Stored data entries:
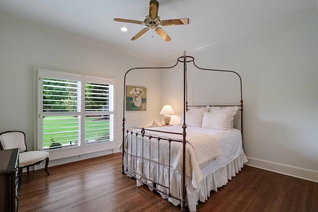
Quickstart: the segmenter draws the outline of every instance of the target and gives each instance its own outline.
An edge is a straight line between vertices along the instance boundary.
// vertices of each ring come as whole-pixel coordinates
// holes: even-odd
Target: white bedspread
[[[180,126],[152,128],[151,129],[179,133],[183,131]],[[203,133],[213,136],[218,141],[221,152],[220,158],[212,160],[207,164],[203,163],[201,166],[201,166],[200,174],[203,180],[196,188],[193,187],[193,177],[186,176],[187,204],[190,211],[195,212],[198,201],[204,202],[210,196],[210,191],[217,191],[218,188],[226,185],[228,180],[230,180],[232,177],[236,176],[236,173],[240,171],[243,164],[247,160],[242,148],[241,134],[239,130],[233,129],[231,131],[223,131],[187,127],[187,140],[191,136],[190,135],[192,131],[196,132],[194,133]],[[187,144],[187,145],[190,145]],[[122,150],[122,146],[120,147],[120,149],[121,151]],[[127,146],[125,147],[125,151],[126,151]],[[195,153],[196,154],[197,152]],[[126,161],[125,159],[124,161],[125,166]],[[130,161],[128,160],[128,162],[132,167],[136,167],[136,170],[138,172],[141,173],[142,170],[144,170],[144,174],[146,174],[147,177],[156,179],[156,182],[159,182],[162,185],[169,185],[171,186],[169,190],[157,185],[157,188],[167,194],[170,192],[173,197],[181,198],[181,172],[179,172],[176,169],[169,169],[167,166],[162,165],[158,167],[158,165],[156,165],[157,162],[142,160],[140,158],[137,158],[137,160],[134,159]],[[198,162],[198,164],[199,163],[199,162]],[[148,170],[146,170],[147,169]],[[170,177],[168,177],[169,173],[170,174]],[[139,179],[141,180],[141,178]],[[147,180],[143,179],[142,181],[145,183],[150,184]],[[143,183],[139,181],[137,181],[137,183],[138,186],[143,185]],[[179,201],[175,199],[169,197],[162,193],[160,194],[163,198],[168,199],[169,202],[175,206],[180,203]]]

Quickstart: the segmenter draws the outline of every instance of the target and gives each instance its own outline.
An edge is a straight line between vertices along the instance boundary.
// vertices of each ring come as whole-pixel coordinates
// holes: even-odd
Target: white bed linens
[[[186,145],[186,166],[185,174],[190,177],[192,186],[196,188],[201,183],[203,176],[200,169],[207,165],[209,162],[221,158],[221,150],[218,141],[212,135],[203,134],[202,132],[197,133],[197,128],[192,128],[187,131]],[[152,128],[152,129],[160,130],[165,132],[182,133],[183,129],[180,126],[174,127]],[[133,136],[132,145],[128,147],[130,155],[141,157],[143,154],[144,159],[152,161],[158,162],[159,158],[160,164],[165,166],[169,165],[169,143],[165,140],[160,140],[159,147],[156,137],[169,138],[171,139],[182,141],[182,135],[166,134],[153,131],[147,131],[145,136],[151,134],[155,138],[151,140],[151,148],[149,152],[149,139],[145,136],[143,139],[144,150],[141,148],[142,144],[141,135],[138,136],[138,143],[139,145],[137,150],[135,145],[136,137]],[[130,139],[131,135],[128,135],[128,139]],[[171,142],[170,148],[170,167],[182,173],[183,166],[182,144],[181,142]],[[160,148],[159,151],[159,148]],[[131,150],[132,149],[132,151]],[[159,155],[158,155],[158,152]],[[140,173],[142,174],[142,173]]]
[[[162,128],[163,128],[159,129],[154,128],[152,129],[177,132],[182,132],[183,131],[180,126]],[[192,133],[193,132],[196,133]],[[185,179],[187,203],[190,211],[196,211],[197,201],[205,202],[209,197],[210,191],[212,190],[217,191],[218,187],[226,184],[228,179],[231,179],[232,176],[235,176],[236,173],[238,173],[238,171],[240,170],[240,168],[243,167],[243,163],[247,162],[247,159],[242,148],[240,132],[238,130],[233,129],[231,131],[223,131],[187,127],[186,132],[186,139],[189,141],[191,141],[190,139],[192,136],[191,136],[191,134],[192,135],[195,134],[196,136],[197,136],[198,133],[202,133],[206,135],[204,136],[205,137],[213,136],[212,138],[215,138],[214,139],[218,141],[220,150],[221,152],[221,158],[217,157],[218,159],[210,160],[208,162],[204,162],[201,164],[201,166],[198,166],[200,167],[199,174],[196,173],[196,175],[195,174],[196,176],[187,174],[187,176]],[[153,132],[151,132],[149,133],[153,134]],[[168,137],[171,137],[170,136],[171,134],[169,134]],[[173,136],[175,136],[175,135]],[[191,141],[190,142],[193,145]],[[187,145],[188,144],[187,144]],[[127,148],[125,148],[125,149]],[[197,153],[195,150],[194,151]],[[200,156],[201,156],[201,155],[200,154]],[[205,160],[206,160],[206,158]],[[194,160],[192,158],[191,160]],[[201,161],[205,161],[205,159]],[[135,163],[136,162],[137,164]],[[138,173],[142,173],[143,171],[146,172],[146,173],[144,173],[144,175],[150,179],[155,179],[157,182],[163,185],[170,185],[170,192],[173,196],[177,198],[181,197],[182,186],[181,185],[182,181],[180,174],[181,172],[178,170],[178,168],[171,169],[169,169],[166,165],[158,166],[158,162],[150,162],[148,160],[142,161],[140,158],[137,157],[137,158],[136,158],[133,155],[131,158],[129,159],[128,163],[131,167],[136,167],[136,171]],[[199,164],[199,162],[198,163]],[[181,165],[182,166],[182,163]],[[169,172],[171,175],[170,182],[169,182],[168,177]],[[197,172],[198,171],[196,170],[195,172]],[[195,180],[195,182],[194,184],[193,178],[198,177],[201,178],[199,183],[198,184],[195,184],[195,182],[197,184],[198,182],[197,179]],[[150,183],[147,182],[147,180],[142,179],[140,177],[137,177],[145,183],[149,184]],[[142,183],[137,181],[138,186],[142,184]],[[188,186],[188,185],[191,186]],[[194,185],[194,186],[193,186]],[[168,190],[165,188],[158,185],[157,187],[159,189],[163,190],[166,193],[168,192]],[[164,194],[161,193],[161,195],[163,198],[168,198]],[[176,206],[180,203],[180,201],[175,199],[170,198],[168,198],[168,199],[170,202]]]

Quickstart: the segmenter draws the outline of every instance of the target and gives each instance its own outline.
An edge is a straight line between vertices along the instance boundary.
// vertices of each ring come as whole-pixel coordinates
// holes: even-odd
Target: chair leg
[[[18,170],[18,174],[19,175],[19,179],[18,182],[19,190],[21,188],[21,185],[22,184],[22,171],[23,171],[23,168],[19,168]]]
[[[44,168],[44,170],[45,170],[45,172],[46,172],[46,173],[48,175],[50,174],[50,173],[49,173],[48,171],[48,165],[49,165],[49,158],[47,157],[45,159],[45,168]]]

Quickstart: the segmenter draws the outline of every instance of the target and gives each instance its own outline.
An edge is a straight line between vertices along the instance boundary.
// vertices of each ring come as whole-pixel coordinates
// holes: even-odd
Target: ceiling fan
[[[127,23],[137,23],[141,25],[145,25],[147,26],[147,27],[142,29],[133,37],[131,39],[132,41],[137,39],[148,31],[149,29],[155,29],[155,31],[165,41],[170,41],[171,38],[162,29],[159,27],[159,26],[188,24],[191,22],[191,20],[189,18],[161,20],[160,17],[158,15],[159,8],[159,2],[156,0],[151,0],[149,3],[149,15],[147,15],[145,17],[143,21],[122,18],[114,18],[114,20]]]

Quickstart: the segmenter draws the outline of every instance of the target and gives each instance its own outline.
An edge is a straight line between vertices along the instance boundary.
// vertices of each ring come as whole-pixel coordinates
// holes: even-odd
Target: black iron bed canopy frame
[[[131,169],[131,168],[127,167],[128,166],[128,163],[126,163],[126,164],[127,164],[127,166],[126,166],[126,167],[124,167],[124,143],[125,143],[125,140],[126,139],[126,137],[125,137],[125,134],[128,134],[128,132],[129,132],[130,133],[131,133],[132,134],[133,134],[133,131],[129,131],[129,130],[127,130],[125,129],[125,127],[128,127],[128,128],[132,128],[132,129],[140,129],[141,130],[141,132],[139,133],[136,133],[136,136],[138,135],[139,134],[141,134],[141,135],[144,136],[144,135],[145,134],[145,132],[146,131],[155,131],[155,132],[163,132],[165,133],[167,133],[166,132],[163,132],[163,131],[158,131],[158,130],[151,130],[149,128],[140,128],[140,127],[136,127],[136,126],[131,126],[131,125],[126,125],[125,124],[125,121],[126,119],[125,118],[125,101],[126,101],[126,98],[125,98],[125,96],[126,96],[126,77],[127,76],[127,73],[128,73],[130,71],[133,71],[133,70],[141,70],[141,69],[160,69],[160,70],[164,70],[164,69],[171,69],[175,67],[176,67],[177,66],[177,65],[179,63],[179,62],[181,62],[181,63],[183,63],[183,125],[182,126],[182,128],[183,129],[183,133],[168,133],[169,134],[178,134],[178,135],[180,135],[182,136],[183,137],[183,140],[182,140],[182,144],[183,144],[183,172],[182,173],[182,197],[181,198],[178,198],[177,197],[173,197],[169,193],[165,193],[165,192],[162,191],[160,191],[158,189],[157,189],[156,187],[155,187],[155,185],[157,184],[159,184],[160,186],[163,186],[165,188],[169,188],[169,187],[167,187],[165,186],[165,185],[161,185],[159,184],[158,184],[158,182],[155,182],[154,180],[151,180],[150,179],[149,179],[148,178],[147,178],[145,176],[141,175],[140,173],[138,173],[137,171],[136,171],[135,170],[134,170],[133,169]],[[238,74],[238,73],[237,72],[232,71],[228,71],[228,70],[215,70],[215,69],[203,69],[203,68],[201,68],[199,67],[198,67],[195,63],[194,63],[194,58],[193,57],[191,57],[191,56],[187,56],[186,55],[186,52],[185,51],[184,52],[184,54],[183,54],[183,56],[182,57],[180,57],[179,58],[177,58],[177,62],[176,63],[171,66],[171,67],[141,67],[141,68],[133,68],[131,69],[130,69],[129,70],[128,70],[126,73],[125,74],[125,77],[124,77],[124,101],[123,101],[123,145],[122,145],[122,173],[123,174],[125,174],[125,172],[126,173],[129,173],[130,174],[131,174],[132,176],[134,176],[135,177],[135,178],[137,180],[138,180],[141,182],[143,182],[141,180],[138,179],[137,177],[136,177],[136,175],[139,175],[139,176],[142,177],[142,178],[144,178],[145,179],[146,179],[147,180],[152,182],[153,183],[154,183],[155,186],[153,186],[151,185],[148,185],[147,184],[147,185],[150,187],[152,188],[153,189],[154,189],[154,190],[156,190],[156,191],[159,192],[161,192],[163,193],[163,194],[166,195],[168,197],[172,197],[173,198],[176,199],[177,200],[178,200],[179,201],[180,201],[181,202],[181,209],[182,211],[185,211],[185,197],[186,197],[186,188],[185,188],[185,144],[186,143],[186,129],[187,128],[187,126],[186,124],[186,112],[188,111],[188,107],[190,106],[190,105],[188,105],[188,101],[187,101],[187,63],[192,63],[194,65],[194,66],[197,69],[199,69],[199,70],[206,70],[206,71],[221,71],[221,72],[232,72],[233,73],[236,75],[237,75],[237,76],[239,77],[239,82],[240,82],[240,104],[239,105],[209,105],[209,106],[220,106],[220,107],[226,107],[226,106],[237,106],[238,107],[239,107],[239,110],[240,111],[240,127],[241,127],[241,133],[242,135],[242,141],[243,140],[243,100],[242,100],[242,81],[241,81],[241,78],[240,77],[240,76],[239,75],[239,74]],[[206,106],[206,105],[191,105],[193,107],[205,107]],[[150,136],[150,138],[151,138],[151,136]],[[157,139],[158,140],[158,142],[159,141],[159,140],[160,140],[160,139],[161,139],[161,138],[157,138]],[[177,142],[180,142],[179,141],[176,141],[176,140],[173,140],[171,139],[168,139],[167,140],[167,141],[169,141],[169,142],[170,143],[171,141],[177,141]],[[128,158],[128,156],[127,156],[127,158]],[[170,164],[169,164],[170,165]],[[132,173],[133,172],[133,173]],[[170,174],[169,175],[169,178],[170,179]],[[144,183],[144,182],[143,182]]]

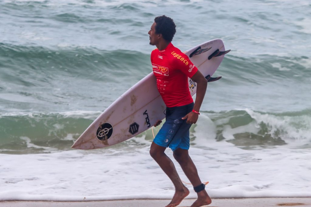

What is being asked: Recast the lines from the start through the line with "Target: white bedspread" as a JSON list of strings, one string per line. Skip blank lines and leave the pictures out.

Problem solution:
[
  "Quickstart: the segmenter draws the outline of every instance of the target and gives each instance its own outline.",
  "An edge is a straight line between vertices along the instance boundary.",
  "// vertices of each ring come as whole-pixel coordinates",
  "// holes: even-odd",
  "Target: white bedspread"
]